In the HNSW benchmarking excerpt, reproduce the passage from "def evaluate_hnsw(self, hnsw_impl)" to "(time.time() - start)" word for word.

## Excerpt to read
- Opening Delimiter -

Implementation Steps

Step 1: Set Up HNSW Benchmarking

import time
import numpy as np
from typing import Tuple, Dict, List

class HNSWBenchmark:
    """Benchmark HNSW implementations on standard datasets."""

    def __init__(self, dataset_name: str, dataset: np.ndarray, queries: np.ndarray):
        self.dataset_name = dataset_name
        self.data = dataset  # (n, d)
        self.queries = queries  # (m, d)
        self.ground_truth = self._compute_ground_truth()

    def _compute_ground_truth(self):
        """Compute exact nearest neighbors via brute force."""
        distances = np.linalg.norm(
            self.queries[:, np.newaxis, :] - self.data[np.newaxis, :, :],
            axis=2
        )
        # Top-k indices for each query
        return np.argsort(distances, axis=1)[:, :100]  # Top 100

    def evaluate_hnsw(self, hnsw_impl) -> Dict[str, float]:
        """
        Evaluate HNSW implementation on recall and QPS.
        """
        # Time queries
        start = time.time()
        results = hnsw_impl.search_batch(self.queries, k=100)
        qps = len(self.queries) / (time.time() - start)

- Closing Delimiter -

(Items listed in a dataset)
- Opening Delimiter -

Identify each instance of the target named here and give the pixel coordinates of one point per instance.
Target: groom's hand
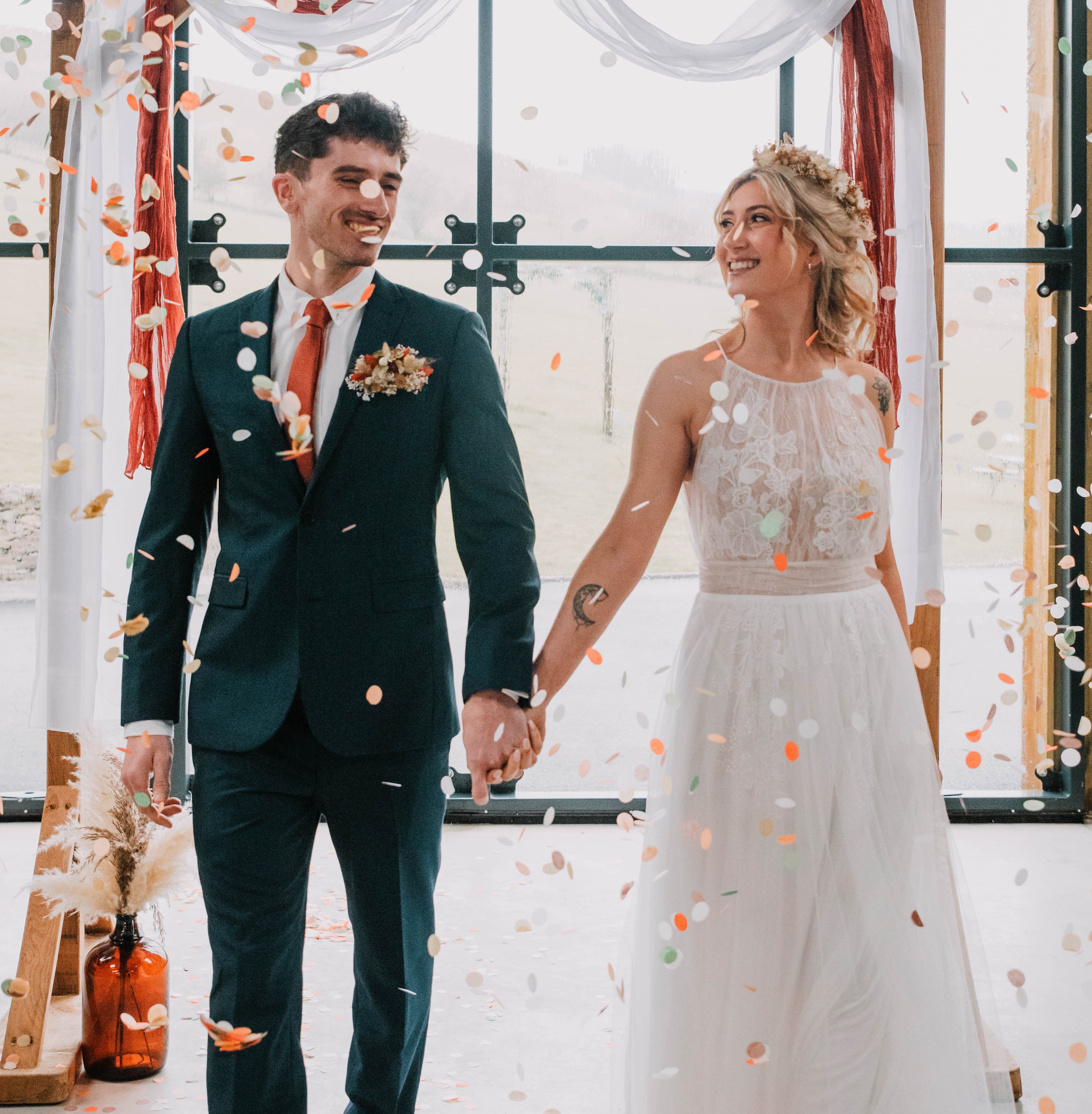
(492, 759)
(155, 757)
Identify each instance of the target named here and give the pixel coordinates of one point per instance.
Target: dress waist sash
(799, 578)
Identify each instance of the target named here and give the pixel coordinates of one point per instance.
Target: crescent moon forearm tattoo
(584, 598)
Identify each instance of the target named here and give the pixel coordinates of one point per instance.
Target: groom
(325, 682)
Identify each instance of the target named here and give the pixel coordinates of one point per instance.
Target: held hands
(155, 756)
(497, 742)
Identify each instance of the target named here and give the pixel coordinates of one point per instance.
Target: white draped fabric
(382, 28)
(86, 380)
(766, 35)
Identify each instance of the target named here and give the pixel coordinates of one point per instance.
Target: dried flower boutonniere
(389, 371)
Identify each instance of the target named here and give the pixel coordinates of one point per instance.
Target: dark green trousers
(256, 816)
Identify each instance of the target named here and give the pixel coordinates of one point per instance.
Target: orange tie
(305, 373)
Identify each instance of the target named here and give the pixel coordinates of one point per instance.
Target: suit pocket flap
(403, 595)
(227, 593)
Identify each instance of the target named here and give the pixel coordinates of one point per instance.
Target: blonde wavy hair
(847, 287)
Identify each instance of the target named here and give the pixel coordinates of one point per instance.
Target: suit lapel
(379, 322)
(262, 308)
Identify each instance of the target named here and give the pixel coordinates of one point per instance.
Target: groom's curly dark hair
(305, 135)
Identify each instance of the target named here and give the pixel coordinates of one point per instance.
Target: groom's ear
(289, 191)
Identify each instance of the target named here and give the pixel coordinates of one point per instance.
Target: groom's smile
(336, 215)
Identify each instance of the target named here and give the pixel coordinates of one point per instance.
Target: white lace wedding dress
(797, 945)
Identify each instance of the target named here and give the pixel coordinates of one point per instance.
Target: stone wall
(20, 524)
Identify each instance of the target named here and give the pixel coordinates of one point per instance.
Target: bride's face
(752, 252)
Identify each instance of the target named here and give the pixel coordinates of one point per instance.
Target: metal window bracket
(504, 232)
(202, 273)
(1056, 276)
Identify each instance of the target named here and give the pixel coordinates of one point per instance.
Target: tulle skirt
(796, 944)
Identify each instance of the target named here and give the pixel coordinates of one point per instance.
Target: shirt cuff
(152, 727)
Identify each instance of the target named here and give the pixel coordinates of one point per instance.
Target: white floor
(493, 1044)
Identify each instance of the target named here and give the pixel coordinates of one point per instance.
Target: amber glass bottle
(124, 974)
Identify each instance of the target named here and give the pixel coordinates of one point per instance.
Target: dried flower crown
(810, 164)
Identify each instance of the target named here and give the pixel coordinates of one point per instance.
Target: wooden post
(925, 630)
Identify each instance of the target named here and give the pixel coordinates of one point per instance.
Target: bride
(797, 945)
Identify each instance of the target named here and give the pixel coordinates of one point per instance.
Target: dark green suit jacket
(317, 606)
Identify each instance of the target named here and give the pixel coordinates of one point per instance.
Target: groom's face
(328, 209)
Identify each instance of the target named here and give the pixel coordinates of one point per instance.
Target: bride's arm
(660, 457)
(880, 391)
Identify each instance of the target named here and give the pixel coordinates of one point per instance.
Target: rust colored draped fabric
(868, 153)
(154, 348)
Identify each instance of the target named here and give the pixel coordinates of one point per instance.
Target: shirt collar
(347, 298)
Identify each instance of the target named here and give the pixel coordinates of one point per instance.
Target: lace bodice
(795, 470)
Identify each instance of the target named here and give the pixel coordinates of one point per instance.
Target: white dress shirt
(287, 334)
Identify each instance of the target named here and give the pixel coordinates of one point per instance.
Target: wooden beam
(925, 630)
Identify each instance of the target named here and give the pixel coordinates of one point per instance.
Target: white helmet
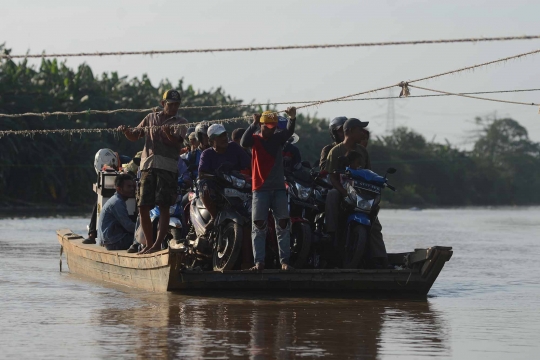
(105, 157)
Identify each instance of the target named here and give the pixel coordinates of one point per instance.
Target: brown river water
(484, 305)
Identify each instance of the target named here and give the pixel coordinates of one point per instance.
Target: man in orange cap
(268, 184)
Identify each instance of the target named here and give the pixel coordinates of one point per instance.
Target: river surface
(484, 305)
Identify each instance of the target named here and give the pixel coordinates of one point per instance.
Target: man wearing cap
(159, 164)
(354, 134)
(336, 132)
(268, 183)
(221, 151)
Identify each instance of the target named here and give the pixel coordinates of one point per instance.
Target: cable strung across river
(268, 48)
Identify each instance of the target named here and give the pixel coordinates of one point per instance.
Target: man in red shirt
(268, 183)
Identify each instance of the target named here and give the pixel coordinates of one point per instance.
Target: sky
(57, 26)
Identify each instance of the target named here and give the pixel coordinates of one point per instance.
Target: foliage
(503, 167)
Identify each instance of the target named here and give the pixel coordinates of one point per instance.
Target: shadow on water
(267, 327)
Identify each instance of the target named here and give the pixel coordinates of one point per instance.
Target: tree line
(503, 168)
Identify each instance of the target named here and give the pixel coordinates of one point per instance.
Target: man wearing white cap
(221, 151)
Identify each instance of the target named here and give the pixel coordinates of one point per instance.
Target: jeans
(262, 202)
(92, 230)
(123, 244)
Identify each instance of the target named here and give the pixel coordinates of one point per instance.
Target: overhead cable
(267, 48)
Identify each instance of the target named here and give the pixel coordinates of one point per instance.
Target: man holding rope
(159, 164)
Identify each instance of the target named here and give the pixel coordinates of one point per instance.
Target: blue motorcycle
(364, 188)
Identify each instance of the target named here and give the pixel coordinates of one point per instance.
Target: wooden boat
(161, 271)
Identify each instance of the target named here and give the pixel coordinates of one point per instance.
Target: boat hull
(161, 271)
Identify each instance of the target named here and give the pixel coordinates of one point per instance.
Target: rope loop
(405, 92)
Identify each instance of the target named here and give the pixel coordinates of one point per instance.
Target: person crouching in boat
(115, 230)
(268, 185)
(159, 162)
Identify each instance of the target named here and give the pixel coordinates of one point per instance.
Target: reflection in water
(249, 326)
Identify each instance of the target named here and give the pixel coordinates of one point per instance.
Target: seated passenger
(292, 160)
(193, 157)
(353, 130)
(336, 132)
(236, 136)
(115, 228)
(221, 151)
(105, 158)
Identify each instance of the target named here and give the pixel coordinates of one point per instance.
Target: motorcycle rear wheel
(228, 257)
(355, 247)
(300, 245)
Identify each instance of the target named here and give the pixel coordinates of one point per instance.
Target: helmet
(335, 124)
(282, 124)
(105, 157)
(200, 129)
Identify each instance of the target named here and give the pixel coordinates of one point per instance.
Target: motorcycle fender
(154, 213)
(360, 218)
(228, 214)
(175, 222)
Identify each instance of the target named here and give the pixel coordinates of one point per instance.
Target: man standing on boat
(115, 230)
(159, 164)
(268, 184)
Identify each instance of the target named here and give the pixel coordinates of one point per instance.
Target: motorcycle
(299, 187)
(364, 188)
(223, 243)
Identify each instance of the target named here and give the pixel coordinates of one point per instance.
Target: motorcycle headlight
(363, 204)
(352, 192)
(303, 191)
(238, 183)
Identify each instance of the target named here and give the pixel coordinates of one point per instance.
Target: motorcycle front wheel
(227, 257)
(355, 247)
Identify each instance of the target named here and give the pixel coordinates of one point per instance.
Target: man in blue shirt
(221, 151)
(115, 228)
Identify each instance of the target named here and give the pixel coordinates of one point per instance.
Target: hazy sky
(73, 26)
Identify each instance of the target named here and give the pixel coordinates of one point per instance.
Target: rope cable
(267, 48)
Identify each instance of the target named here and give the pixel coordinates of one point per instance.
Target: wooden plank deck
(161, 272)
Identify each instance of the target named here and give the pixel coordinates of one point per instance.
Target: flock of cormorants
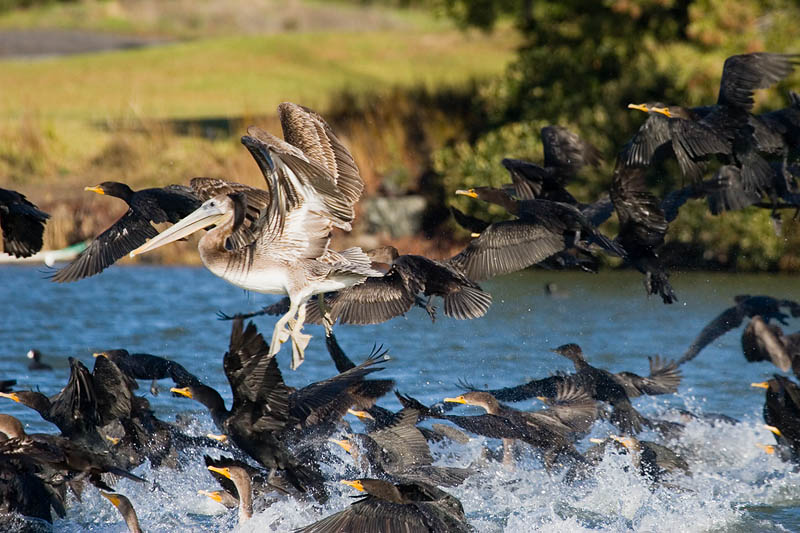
(273, 439)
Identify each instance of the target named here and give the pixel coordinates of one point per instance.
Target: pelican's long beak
(638, 107)
(208, 214)
(222, 471)
(457, 399)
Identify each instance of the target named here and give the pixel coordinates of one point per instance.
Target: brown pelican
(313, 184)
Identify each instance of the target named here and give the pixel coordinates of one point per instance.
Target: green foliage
(582, 63)
(741, 240)
(466, 165)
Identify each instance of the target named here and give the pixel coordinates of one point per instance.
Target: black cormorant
(22, 224)
(147, 206)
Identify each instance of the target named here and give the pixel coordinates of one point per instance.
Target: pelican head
(214, 212)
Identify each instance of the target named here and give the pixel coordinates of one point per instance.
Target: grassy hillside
(71, 121)
(235, 76)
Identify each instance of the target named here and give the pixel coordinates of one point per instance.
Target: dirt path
(50, 42)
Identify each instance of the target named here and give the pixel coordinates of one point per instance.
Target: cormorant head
(478, 398)
(11, 427)
(11, 396)
(182, 391)
(570, 351)
(630, 443)
(112, 188)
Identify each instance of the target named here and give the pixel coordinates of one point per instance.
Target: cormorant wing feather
(528, 178)
(664, 378)
(113, 390)
(743, 74)
(376, 300)
(165, 204)
(126, 234)
(506, 247)
(304, 402)
(567, 150)
(468, 222)
(652, 134)
(22, 224)
(693, 142)
(371, 515)
(599, 211)
(404, 441)
(727, 320)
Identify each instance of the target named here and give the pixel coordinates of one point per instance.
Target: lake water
(171, 312)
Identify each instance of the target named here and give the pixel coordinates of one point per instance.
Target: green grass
(234, 76)
(187, 19)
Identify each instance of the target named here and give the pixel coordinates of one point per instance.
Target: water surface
(171, 312)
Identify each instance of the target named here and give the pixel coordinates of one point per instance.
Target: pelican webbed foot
(299, 344)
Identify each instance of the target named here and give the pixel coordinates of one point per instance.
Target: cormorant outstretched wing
(22, 224)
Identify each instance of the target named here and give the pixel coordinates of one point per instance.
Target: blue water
(171, 312)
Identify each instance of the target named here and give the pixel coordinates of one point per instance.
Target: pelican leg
(327, 322)
(299, 340)
(280, 334)
(508, 454)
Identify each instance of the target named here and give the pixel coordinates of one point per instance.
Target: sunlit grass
(233, 76)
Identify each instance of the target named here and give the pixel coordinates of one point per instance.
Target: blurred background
(429, 95)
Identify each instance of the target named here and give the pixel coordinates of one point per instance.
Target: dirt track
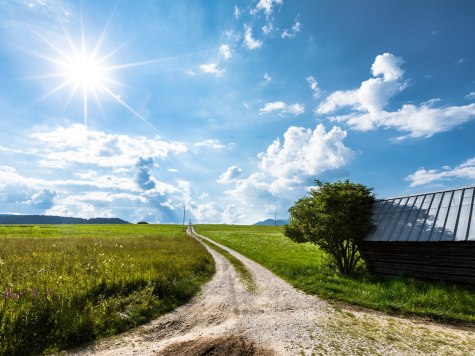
(276, 319)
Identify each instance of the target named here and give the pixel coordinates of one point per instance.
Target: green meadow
(63, 285)
(308, 268)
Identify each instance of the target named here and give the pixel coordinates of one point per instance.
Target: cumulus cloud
(44, 199)
(143, 175)
(267, 6)
(78, 145)
(249, 40)
(225, 51)
(465, 170)
(211, 143)
(305, 153)
(292, 32)
(237, 12)
(286, 168)
(231, 174)
(212, 68)
(470, 95)
(373, 94)
(369, 100)
(279, 106)
(312, 82)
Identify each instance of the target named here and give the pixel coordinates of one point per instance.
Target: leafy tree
(335, 216)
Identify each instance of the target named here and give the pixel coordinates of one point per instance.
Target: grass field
(305, 266)
(66, 284)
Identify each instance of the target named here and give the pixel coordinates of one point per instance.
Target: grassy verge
(243, 273)
(305, 266)
(64, 285)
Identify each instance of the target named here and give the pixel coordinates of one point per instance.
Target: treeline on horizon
(7, 219)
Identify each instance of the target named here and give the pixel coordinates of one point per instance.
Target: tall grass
(307, 268)
(64, 285)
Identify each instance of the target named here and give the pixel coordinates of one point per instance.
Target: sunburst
(85, 72)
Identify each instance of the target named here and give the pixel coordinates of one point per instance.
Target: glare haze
(134, 109)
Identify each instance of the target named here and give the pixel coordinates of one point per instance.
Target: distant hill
(271, 222)
(7, 219)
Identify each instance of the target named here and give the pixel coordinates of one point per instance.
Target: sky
(134, 109)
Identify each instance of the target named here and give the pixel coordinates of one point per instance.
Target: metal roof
(430, 217)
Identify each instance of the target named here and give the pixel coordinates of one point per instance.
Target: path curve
(277, 319)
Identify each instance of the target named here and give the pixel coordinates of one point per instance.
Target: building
(429, 236)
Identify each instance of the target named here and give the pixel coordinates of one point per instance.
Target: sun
(86, 72)
(82, 68)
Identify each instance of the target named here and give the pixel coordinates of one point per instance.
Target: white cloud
(231, 174)
(211, 143)
(294, 109)
(313, 86)
(212, 68)
(373, 94)
(237, 12)
(286, 169)
(417, 121)
(267, 6)
(250, 42)
(422, 176)
(470, 95)
(368, 101)
(267, 28)
(305, 153)
(225, 51)
(76, 144)
(292, 32)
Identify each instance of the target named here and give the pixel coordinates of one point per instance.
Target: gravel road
(277, 319)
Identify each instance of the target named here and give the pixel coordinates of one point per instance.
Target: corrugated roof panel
(411, 219)
(438, 216)
(386, 220)
(421, 218)
(451, 221)
(430, 220)
(441, 217)
(464, 215)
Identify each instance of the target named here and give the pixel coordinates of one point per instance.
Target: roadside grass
(244, 275)
(62, 285)
(306, 267)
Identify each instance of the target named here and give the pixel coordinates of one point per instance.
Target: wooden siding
(450, 261)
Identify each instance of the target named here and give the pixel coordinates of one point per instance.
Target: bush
(335, 216)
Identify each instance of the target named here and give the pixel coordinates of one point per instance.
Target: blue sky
(133, 109)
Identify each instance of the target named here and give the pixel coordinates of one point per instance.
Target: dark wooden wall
(450, 261)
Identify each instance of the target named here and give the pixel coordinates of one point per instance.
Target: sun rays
(84, 70)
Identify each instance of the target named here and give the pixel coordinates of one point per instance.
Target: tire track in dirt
(277, 319)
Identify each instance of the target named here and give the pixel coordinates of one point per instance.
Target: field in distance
(63, 285)
(307, 268)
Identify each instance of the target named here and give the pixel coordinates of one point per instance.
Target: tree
(335, 216)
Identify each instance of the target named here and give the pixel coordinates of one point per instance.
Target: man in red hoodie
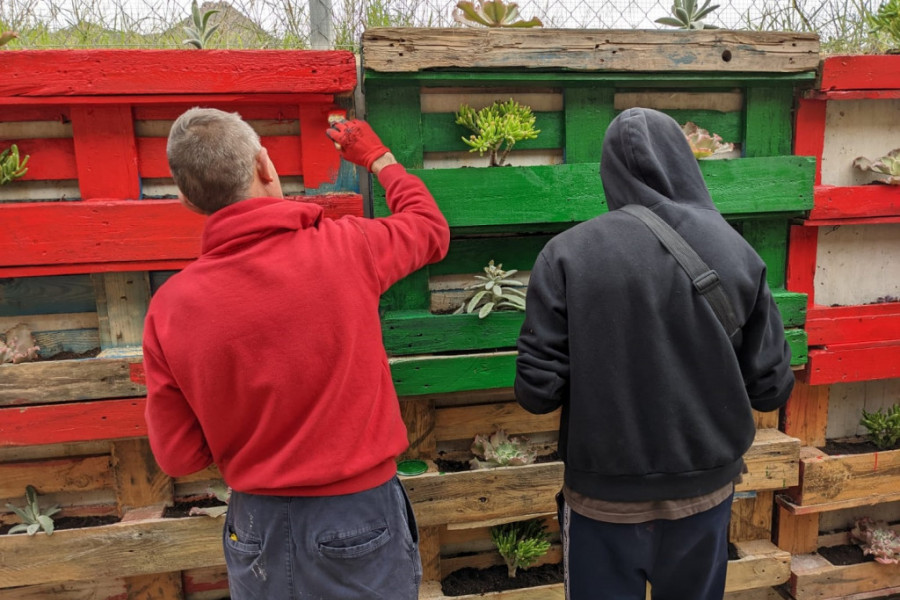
(264, 356)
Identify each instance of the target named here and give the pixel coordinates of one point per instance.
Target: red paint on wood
(256, 108)
(865, 201)
(809, 137)
(801, 266)
(114, 232)
(285, 152)
(853, 362)
(51, 159)
(145, 72)
(72, 422)
(873, 72)
(321, 160)
(105, 151)
(827, 325)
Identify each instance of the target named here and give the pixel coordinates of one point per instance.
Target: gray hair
(212, 156)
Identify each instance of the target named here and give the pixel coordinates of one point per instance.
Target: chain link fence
(841, 24)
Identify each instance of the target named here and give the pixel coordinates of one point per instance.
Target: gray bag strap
(706, 280)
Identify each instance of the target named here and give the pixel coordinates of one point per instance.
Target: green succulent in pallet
(11, 166)
(687, 15)
(497, 128)
(492, 13)
(520, 543)
(496, 290)
(883, 427)
(33, 519)
(200, 32)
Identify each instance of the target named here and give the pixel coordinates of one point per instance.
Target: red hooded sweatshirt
(265, 355)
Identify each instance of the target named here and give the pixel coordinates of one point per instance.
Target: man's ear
(189, 205)
(264, 167)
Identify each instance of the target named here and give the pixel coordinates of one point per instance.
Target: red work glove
(357, 142)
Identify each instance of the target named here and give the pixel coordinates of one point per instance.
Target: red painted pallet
(847, 343)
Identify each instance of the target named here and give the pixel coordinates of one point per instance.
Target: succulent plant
(496, 290)
(199, 32)
(686, 15)
(877, 539)
(887, 167)
(703, 143)
(500, 450)
(520, 543)
(497, 128)
(492, 13)
(11, 167)
(33, 519)
(884, 427)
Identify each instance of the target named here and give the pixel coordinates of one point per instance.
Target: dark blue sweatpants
(684, 559)
(360, 546)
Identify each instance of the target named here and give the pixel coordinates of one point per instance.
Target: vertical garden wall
(93, 229)
(454, 371)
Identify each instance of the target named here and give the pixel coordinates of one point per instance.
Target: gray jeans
(358, 546)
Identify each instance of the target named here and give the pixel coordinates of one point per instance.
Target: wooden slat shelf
(843, 481)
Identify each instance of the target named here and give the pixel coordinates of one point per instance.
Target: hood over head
(646, 160)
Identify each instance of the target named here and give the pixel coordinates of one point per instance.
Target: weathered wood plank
(410, 50)
(814, 578)
(67, 381)
(64, 475)
(848, 479)
(118, 550)
(571, 193)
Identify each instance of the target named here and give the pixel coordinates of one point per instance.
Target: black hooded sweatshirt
(656, 399)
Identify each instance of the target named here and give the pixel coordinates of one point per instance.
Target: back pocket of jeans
(354, 543)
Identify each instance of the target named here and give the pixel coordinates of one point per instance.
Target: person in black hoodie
(656, 396)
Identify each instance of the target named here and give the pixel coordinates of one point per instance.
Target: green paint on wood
(769, 238)
(589, 111)
(791, 305)
(573, 193)
(434, 375)
(442, 134)
(394, 114)
(768, 121)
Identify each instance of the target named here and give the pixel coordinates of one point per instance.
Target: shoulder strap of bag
(706, 280)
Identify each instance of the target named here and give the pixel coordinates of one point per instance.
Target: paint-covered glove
(357, 142)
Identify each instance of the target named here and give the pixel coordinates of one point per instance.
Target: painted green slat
(792, 307)
(570, 193)
(441, 374)
(433, 375)
(409, 292)
(769, 238)
(442, 134)
(629, 79)
(47, 295)
(589, 111)
(797, 340)
(419, 332)
(769, 124)
(471, 255)
(395, 115)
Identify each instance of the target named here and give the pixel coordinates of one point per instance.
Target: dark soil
(71, 523)
(457, 466)
(495, 579)
(66, 355)
(181, 509)
(852, 446)
(848, 554)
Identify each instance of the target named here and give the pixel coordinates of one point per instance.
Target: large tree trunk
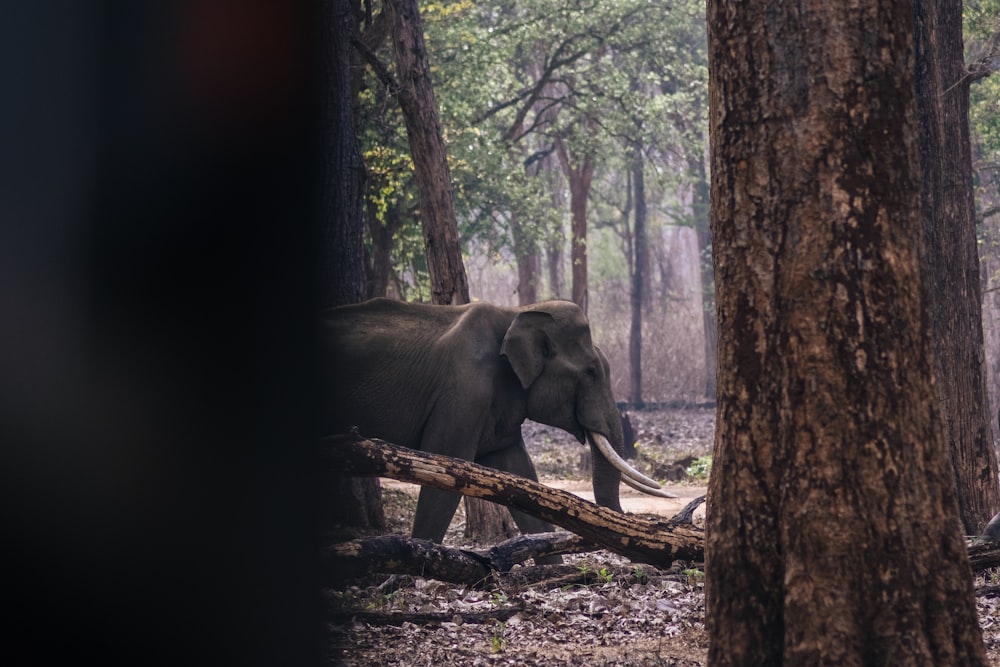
(952, 257)
(449, 284)
(347, 501)
(342, 268)
(829, 455)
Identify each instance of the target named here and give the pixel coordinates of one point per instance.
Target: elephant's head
(567, 381)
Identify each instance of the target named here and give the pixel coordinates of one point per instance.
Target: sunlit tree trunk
(952, 257)
(833, 530)
(449, 284)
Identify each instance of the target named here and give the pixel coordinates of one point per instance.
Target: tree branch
(640, 539)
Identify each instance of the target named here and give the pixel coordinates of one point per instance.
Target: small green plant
(700, 468)
(496, 641)
(381, 601)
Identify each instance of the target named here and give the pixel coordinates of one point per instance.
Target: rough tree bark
(347, 501)
(833, 532)
(449, 284)
(952, 257)
(342, 272)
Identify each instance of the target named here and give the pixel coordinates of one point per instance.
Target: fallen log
(639, 539)
(396, 554)
(984, 555)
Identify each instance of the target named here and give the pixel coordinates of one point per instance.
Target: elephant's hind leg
(435, 509)
(515, 459)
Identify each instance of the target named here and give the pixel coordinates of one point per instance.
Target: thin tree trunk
(700, 207)
(449, 284)
(579, 177)
(640, 270)
(829, 454)
(952, 257)
(557, 238)
(529, 265)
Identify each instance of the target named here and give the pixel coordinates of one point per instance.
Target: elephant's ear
(526, 345)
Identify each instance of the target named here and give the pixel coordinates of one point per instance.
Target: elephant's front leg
(435, 509)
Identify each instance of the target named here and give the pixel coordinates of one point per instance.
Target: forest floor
(621, 613)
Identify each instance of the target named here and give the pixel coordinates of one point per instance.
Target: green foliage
(514, 79)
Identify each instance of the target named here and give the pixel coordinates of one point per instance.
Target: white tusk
(617, 461)
(647, 489)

- Closing Delimiter -

## Result for this task
def evaluate_hnsw(self, hnsw_impl) -> Dict[str, float]:
        """
        Evaluate HNSW implementation on recall and QPS.
        """
        # Time queries
        start = time.time()
        results = hnsw_impl.search_batch(self.queries, k=100)
        qps = len(self.queries) / (time.time() - start)